Copy each of the following entries word for word, line by line, with nothing changed or left out.

# [DATASET EXTRACT]
[Begin]
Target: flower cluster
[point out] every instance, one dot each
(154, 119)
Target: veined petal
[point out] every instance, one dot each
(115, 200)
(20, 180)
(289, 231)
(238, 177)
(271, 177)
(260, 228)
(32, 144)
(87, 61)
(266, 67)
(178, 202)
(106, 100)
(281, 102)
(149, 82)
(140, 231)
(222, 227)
[End]
# [EXERCISE OUTPUT]
Target: flower cluster
[point out] every instance, one dot each
(154, 119)
Target: veined petal
[point out] every instance, one dot each
(115, 200)
(20, 180)
(289, 231)
(238, 177)
(271, 177)
(260, 228)
(32, 144)
(87, 61)
(266, 67)
(178, 202)
(106, 100)
(281, 102)
(149, 82)
(140, 231)
(222, 227)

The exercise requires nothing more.